**WHAT IS EXPECTED**
Among the entries, find the lines with the string "below" and report them.

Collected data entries
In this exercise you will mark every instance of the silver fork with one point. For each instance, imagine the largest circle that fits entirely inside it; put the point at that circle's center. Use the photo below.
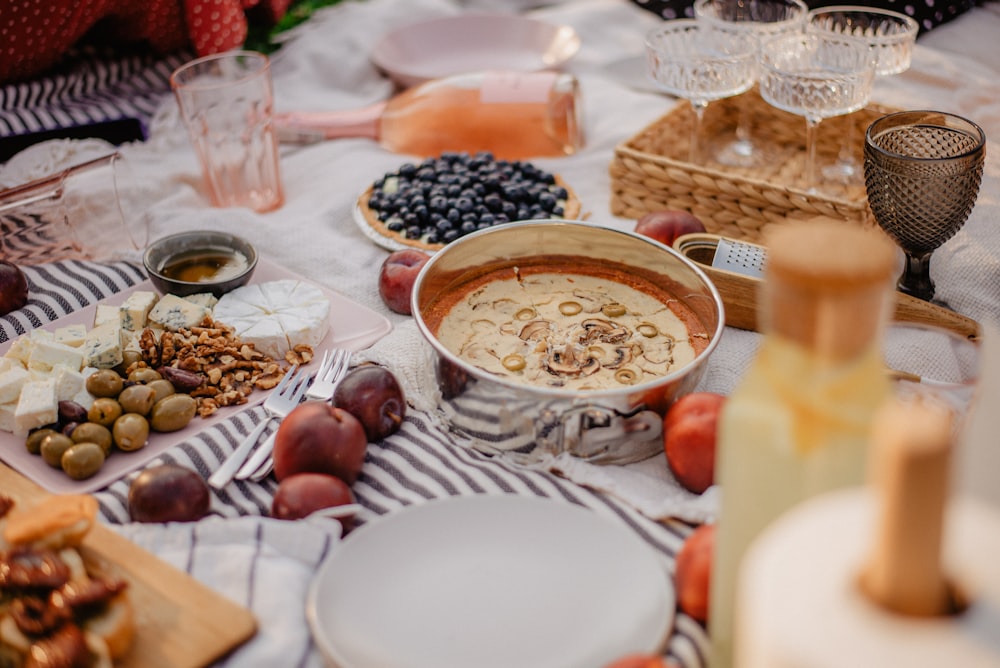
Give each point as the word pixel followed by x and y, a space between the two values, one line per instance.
pixel 332 370
pixel 285 396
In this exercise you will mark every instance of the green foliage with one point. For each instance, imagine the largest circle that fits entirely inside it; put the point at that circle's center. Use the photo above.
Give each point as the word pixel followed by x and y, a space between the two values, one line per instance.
pixel 265 38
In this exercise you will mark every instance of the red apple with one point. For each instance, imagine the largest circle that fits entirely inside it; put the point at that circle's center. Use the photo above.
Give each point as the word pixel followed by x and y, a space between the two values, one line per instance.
pixel 689 434
pixel 302 494
pixel 13 288
pixel 641 661
pixel 665 226
pixel 396 278
pixel 319 438
pixel 694 572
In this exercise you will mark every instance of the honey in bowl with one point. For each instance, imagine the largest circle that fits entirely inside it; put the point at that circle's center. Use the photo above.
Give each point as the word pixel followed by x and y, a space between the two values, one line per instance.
pixel 203 266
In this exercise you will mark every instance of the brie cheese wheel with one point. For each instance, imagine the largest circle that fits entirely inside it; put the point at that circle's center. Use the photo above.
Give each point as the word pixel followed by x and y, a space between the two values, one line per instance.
pixel 276 316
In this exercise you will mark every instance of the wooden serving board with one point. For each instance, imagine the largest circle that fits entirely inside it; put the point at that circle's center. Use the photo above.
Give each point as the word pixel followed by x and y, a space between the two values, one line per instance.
pixel 739 293
pixel 179 621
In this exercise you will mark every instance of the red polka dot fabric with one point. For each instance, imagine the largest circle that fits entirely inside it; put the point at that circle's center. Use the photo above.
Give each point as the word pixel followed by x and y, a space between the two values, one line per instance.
pixel 34 34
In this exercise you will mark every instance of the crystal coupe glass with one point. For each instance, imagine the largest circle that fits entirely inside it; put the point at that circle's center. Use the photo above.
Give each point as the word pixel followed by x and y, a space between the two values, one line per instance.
pixel 891 35
pixel 816 76
pixel 922 175
pixel 694 61
pixel 764 19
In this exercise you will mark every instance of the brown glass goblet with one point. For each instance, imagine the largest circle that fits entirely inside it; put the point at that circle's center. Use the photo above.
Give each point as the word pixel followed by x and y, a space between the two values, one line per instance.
pixel 922 175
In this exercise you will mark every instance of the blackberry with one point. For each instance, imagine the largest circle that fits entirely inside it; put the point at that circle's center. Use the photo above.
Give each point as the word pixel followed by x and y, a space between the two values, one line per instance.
pixel 442 199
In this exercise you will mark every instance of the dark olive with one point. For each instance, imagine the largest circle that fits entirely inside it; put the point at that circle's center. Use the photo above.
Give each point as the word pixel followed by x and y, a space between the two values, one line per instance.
pixel 82 460
pixel 183 380
pixel 144 375
pixel 35 438
pixel 137 399
pixel 104 383
pixel 91 432
pixel 161 388
pixel 70 411
pixel 131 431
pixel 105 411
pixel 53 447
pixel 172 413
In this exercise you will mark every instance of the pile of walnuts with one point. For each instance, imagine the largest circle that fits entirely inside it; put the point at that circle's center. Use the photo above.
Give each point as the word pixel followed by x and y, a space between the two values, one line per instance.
pixel 231 368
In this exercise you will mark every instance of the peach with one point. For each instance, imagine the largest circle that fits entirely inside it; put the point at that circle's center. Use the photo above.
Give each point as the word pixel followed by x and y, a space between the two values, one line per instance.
pixel 694 572
pixel 690 430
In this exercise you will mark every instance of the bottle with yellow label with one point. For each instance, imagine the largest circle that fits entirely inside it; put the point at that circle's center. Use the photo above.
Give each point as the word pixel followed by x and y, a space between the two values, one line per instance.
pixel 798 422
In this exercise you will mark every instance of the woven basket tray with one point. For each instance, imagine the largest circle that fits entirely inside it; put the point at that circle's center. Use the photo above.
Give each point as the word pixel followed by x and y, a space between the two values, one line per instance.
pixel 651 170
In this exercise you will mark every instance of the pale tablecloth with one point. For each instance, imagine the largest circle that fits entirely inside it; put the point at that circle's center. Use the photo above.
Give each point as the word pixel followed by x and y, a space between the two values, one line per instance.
pixel 324 65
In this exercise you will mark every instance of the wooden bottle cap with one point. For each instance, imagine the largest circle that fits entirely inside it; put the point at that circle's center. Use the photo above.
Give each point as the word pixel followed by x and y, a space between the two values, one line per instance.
pixel 828 284
pixel 911 451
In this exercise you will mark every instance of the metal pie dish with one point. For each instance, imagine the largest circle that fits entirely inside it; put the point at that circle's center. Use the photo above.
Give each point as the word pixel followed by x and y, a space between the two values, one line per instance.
pixel 163 252
pixel 532 423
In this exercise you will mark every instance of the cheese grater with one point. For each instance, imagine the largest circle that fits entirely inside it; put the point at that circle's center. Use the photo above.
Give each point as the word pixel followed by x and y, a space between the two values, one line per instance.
pixel 736 268
pixel 740 257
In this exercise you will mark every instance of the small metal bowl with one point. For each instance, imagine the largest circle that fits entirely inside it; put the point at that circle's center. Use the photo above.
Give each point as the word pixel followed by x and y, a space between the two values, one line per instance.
pixel 163 256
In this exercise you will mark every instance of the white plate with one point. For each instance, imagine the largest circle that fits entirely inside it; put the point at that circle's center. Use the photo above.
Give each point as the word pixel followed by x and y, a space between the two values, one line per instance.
pixel 352 326
pixel 491 582
pixel 440 47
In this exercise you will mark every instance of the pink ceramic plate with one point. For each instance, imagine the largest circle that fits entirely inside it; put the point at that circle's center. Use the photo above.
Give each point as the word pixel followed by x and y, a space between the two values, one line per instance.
pixel 352 326
pixel 440 47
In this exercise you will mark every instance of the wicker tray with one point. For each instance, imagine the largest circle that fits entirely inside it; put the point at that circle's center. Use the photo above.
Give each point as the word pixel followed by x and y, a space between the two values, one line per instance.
pixel 651 170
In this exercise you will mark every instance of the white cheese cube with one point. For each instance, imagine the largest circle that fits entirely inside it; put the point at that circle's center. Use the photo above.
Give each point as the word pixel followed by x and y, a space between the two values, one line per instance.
pixel 68 382
pixel 20 350
pixel 36 407
pixel 7 416
pixel 206 299
pixel 47 354
pixel 103 347
pixel 135 310
pixel 174 313
pixel 71 335
pixel 106 313
pixel 11 382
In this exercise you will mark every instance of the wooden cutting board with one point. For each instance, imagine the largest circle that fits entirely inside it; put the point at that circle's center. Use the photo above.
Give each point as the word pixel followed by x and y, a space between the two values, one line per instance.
pixel 179 621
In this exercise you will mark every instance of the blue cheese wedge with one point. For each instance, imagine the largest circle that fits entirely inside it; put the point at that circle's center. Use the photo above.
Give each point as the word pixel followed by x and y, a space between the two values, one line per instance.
pixel 174 313
pixel 103 347
pixel 135 310
pixel 276 316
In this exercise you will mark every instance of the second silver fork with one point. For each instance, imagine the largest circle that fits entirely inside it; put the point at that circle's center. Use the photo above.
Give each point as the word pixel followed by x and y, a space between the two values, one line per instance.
pixel 333 369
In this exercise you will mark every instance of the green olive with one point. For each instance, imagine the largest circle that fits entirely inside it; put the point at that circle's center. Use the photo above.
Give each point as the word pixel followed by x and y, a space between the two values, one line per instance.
pixel 105 410
pixel 570 308
pixel 82 460
pixel 173 412
pixel 104 383
pixel 137 399
pixel 144 375
pixel 34 441
pixel 614 310
pixel 513 362
pixel 527 313
pixel 91 432
pixel 647 329
pixel 161 388
pixel 52 448
pixel 626 376
pixel 131 431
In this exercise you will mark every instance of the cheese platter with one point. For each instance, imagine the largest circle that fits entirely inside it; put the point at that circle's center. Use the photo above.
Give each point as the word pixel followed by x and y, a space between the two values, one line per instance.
pixel 352 326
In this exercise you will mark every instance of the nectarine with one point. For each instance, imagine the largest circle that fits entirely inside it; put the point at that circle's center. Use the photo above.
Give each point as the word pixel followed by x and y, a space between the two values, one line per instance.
pixel 694 572
pixel 689 435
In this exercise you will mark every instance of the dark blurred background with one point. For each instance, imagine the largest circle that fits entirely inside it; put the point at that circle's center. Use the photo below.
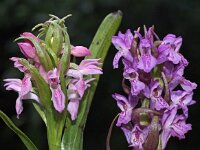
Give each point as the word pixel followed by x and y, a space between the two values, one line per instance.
pixel 181 17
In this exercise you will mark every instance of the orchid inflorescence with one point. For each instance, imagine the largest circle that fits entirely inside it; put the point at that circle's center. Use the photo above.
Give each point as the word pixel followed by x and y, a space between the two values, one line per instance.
pixel 156 107
pixel 48 62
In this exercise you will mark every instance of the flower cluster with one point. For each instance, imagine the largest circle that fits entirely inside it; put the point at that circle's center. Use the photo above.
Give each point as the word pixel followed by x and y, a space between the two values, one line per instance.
pixel 156 107
pixel 47 58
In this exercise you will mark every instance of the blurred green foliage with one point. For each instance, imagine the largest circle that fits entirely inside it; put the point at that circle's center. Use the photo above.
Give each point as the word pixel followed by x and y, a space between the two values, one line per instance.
pixel 180 17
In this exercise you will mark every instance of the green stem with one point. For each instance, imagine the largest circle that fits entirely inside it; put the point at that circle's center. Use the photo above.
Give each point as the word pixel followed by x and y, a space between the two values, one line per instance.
pixel 55 125
pixel 73 134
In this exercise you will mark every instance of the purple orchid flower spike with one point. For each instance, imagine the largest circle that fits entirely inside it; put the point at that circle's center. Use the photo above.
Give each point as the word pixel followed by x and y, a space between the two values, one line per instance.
pixel 24 89
pixel 122 43
pixel 80 51
pixel 58 96
pixel 153 77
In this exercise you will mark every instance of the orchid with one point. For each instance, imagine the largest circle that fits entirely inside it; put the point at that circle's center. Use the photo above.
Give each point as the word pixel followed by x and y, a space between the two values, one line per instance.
pixel 60 88
pixel 154 76
pixel 24 89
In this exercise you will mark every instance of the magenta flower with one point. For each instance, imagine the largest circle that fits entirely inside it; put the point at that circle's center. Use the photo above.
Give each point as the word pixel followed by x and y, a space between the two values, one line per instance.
pixel 86 67
pixel 80 51
pixel 126 106
pixel 24 89
pixel 58 96
pixel 173 125
pixel 27 47
pixel 147 61
pixel 76 91
pixel 136 137
pixel 153 79
pixel 18 65
pixel 169 49
pixel 122 42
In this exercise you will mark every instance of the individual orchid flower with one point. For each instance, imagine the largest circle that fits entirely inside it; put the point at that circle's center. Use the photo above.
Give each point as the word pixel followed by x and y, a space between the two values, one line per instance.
pixel 132 75
pixel 147 61
pixel 18 65
pixel 154 92
pixel 76 90
pixel 58 96
pixel 86 67
pixel 135 137
pixel 27 47
pixel 173 125
pixel 169 49
pixel 183 99
pixel 80 51
pixel 122 43
pixel 126 106
pixel 24 89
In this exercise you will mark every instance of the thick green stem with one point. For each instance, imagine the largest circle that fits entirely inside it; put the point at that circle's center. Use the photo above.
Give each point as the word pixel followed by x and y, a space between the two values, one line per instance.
pixel 55 124
pixel 73 134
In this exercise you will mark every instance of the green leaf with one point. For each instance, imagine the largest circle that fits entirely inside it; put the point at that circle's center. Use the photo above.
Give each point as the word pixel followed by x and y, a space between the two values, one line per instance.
pixel 40 112
pixel 42 87
pixel 72 138
pixel 29 144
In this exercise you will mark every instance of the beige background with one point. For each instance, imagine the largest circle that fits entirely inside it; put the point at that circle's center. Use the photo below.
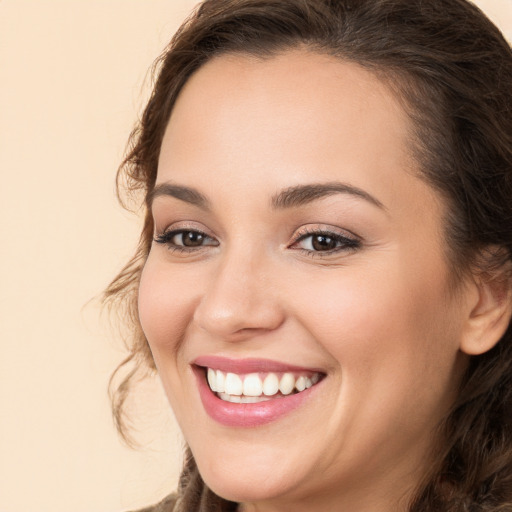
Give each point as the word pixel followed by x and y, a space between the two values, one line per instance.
pixel 72 78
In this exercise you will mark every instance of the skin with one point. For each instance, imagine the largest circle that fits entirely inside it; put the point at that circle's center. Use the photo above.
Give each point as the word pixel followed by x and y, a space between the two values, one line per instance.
pixel 380 320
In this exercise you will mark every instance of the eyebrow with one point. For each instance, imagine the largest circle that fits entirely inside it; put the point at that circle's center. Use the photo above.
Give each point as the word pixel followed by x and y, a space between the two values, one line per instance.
pixel 186 194
pixel 303 194
pixel 290 197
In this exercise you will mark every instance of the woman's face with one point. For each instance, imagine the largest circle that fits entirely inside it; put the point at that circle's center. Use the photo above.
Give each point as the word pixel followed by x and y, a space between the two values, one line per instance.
pixel 296 244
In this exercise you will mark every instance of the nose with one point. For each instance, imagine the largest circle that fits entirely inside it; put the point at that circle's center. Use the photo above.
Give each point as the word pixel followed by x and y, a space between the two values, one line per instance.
pixel 240 299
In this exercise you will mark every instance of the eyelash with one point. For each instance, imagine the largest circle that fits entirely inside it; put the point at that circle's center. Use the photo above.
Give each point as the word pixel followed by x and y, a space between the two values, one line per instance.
pixel 343 242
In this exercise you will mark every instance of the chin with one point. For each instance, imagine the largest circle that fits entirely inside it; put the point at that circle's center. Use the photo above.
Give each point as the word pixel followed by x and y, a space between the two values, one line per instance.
pixel 249 482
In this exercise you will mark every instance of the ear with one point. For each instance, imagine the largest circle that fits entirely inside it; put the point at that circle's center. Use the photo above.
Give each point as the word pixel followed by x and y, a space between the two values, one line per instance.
pixel 490 311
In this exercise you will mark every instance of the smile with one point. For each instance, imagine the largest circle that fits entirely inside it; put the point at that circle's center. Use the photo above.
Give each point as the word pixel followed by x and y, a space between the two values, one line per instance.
pixel 250 392
pixel 258 387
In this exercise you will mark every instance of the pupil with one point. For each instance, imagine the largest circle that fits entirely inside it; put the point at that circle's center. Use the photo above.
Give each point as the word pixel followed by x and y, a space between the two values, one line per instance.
pixel 323 243
pixel 192 239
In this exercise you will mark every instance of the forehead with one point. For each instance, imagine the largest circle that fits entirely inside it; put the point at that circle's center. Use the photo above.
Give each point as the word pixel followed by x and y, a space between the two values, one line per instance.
pixel 279 121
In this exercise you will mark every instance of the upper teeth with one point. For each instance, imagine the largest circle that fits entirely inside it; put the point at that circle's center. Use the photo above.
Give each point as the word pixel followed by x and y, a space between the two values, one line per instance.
pixel 256 384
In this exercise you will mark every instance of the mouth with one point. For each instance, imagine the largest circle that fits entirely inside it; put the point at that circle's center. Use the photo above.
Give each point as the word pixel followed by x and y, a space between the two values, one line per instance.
pixel 251 392
pixel 258 387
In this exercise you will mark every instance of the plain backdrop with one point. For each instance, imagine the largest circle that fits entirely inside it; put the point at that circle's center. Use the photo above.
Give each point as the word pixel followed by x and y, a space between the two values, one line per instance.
pixel 73 78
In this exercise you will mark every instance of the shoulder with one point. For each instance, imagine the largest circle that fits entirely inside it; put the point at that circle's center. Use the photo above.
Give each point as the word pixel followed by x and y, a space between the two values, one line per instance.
pixel 166 505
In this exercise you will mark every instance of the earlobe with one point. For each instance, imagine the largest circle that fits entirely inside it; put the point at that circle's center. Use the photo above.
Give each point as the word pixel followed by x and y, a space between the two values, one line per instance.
pixel 490 313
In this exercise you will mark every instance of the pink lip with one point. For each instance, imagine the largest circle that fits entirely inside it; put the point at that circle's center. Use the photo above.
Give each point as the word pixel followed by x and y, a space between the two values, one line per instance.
pixel 246 415
pixel 242 366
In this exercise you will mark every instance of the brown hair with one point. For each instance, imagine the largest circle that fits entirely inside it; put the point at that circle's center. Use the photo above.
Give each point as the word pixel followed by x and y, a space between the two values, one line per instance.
pixel 453 70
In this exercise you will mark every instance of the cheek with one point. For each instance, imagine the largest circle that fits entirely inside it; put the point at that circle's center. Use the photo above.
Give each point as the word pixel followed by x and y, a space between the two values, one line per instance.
pixel 387 328
pixel 166 304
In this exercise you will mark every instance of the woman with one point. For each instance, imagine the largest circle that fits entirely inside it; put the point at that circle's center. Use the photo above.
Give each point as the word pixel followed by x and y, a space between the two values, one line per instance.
pixel 323 278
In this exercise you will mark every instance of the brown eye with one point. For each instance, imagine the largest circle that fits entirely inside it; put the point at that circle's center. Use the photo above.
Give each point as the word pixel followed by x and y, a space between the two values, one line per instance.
pixel 189 238
pixel 323 243
pixel 326 242
pixel 185 239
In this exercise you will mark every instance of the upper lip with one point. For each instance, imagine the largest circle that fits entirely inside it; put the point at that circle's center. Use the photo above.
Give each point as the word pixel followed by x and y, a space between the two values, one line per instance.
pixel 248 365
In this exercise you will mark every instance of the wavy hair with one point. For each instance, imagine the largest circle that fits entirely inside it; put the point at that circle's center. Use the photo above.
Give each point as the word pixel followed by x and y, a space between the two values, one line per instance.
pixel 452 69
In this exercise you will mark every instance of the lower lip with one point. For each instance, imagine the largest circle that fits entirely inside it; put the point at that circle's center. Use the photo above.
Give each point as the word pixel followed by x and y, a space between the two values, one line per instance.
pixel 247 415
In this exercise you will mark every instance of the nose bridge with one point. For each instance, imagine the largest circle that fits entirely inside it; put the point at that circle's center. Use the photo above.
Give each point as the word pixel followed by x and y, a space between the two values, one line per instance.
pixel 240 296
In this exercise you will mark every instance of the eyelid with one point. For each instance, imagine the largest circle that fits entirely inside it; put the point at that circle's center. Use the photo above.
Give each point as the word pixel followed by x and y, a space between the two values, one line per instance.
pixel 346 240
pixel 327 230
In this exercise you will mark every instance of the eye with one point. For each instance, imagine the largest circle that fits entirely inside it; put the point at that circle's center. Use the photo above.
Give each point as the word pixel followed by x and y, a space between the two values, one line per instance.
pixel 327 242
pixel 185 239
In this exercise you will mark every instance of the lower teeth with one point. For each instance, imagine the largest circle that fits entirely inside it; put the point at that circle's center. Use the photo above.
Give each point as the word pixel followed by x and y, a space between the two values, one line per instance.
pixel 242 399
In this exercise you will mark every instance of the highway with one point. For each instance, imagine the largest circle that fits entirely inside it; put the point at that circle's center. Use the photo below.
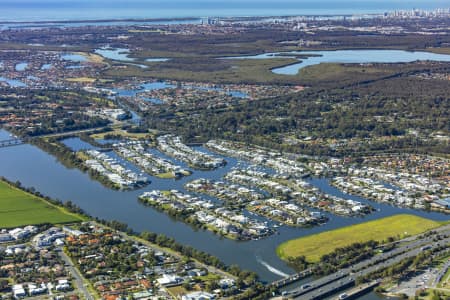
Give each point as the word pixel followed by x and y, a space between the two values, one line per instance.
pixel 344 278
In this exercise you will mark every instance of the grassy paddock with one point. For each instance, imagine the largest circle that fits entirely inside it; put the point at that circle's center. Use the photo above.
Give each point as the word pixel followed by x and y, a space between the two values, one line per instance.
pixel 313 247
pixel 18 208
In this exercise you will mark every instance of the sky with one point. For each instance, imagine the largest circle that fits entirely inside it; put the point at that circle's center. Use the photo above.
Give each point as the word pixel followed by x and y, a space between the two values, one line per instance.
pixel 34 10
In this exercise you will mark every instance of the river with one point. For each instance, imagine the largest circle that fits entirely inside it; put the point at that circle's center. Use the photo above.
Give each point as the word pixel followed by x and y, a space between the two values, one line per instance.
pixel 35 168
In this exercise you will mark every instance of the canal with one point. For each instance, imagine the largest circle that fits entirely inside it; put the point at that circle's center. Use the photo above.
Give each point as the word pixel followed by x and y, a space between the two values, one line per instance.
pixel 35 168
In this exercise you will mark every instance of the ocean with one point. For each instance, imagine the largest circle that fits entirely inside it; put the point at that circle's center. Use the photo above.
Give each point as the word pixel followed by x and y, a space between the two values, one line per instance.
pixel 72 10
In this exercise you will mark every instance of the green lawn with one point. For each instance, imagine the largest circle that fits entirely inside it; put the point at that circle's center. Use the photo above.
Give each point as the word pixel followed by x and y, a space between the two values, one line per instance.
pixel 313 247
pixel 18 208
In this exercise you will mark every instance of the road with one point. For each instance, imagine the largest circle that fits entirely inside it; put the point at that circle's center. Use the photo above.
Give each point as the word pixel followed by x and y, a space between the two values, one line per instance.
pixel 79 280
pixel 344 278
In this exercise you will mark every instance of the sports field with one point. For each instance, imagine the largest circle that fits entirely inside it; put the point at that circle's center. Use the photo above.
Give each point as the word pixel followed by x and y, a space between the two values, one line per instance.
pixel 18 208
pixel 313 247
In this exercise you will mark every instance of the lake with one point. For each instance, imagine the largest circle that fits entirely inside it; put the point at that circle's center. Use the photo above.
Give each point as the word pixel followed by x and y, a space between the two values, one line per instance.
pixel 345 56
pixel 35 168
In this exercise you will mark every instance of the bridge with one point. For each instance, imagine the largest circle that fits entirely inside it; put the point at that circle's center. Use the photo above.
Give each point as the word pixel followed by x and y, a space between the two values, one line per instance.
pixel 292 278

**ANSWER SPACE**
In this exercise you will mark every instance of the silver fork with one point. For each instance, imagine the largest circle that fits entirely inside it; put the point at that circle's center. Use the photo below.
In this exercise you will mark every instance of the dark blurred background with one point. For each instance, imagine the largest circle that fits entirely inside it; put the point at that circle's center. Use the photo below.
In this exercise you will mark every instance of the beige background with one point. For each instance, imagine the largest circle that fits entirely inside it; put the point at that circle's center. Use the photo below.
In this exercise you will mark every instance of the highway with one point. For each instance, imagine the largest circle that fits entirely inside it; put the point at that circle's center. Use the photo below.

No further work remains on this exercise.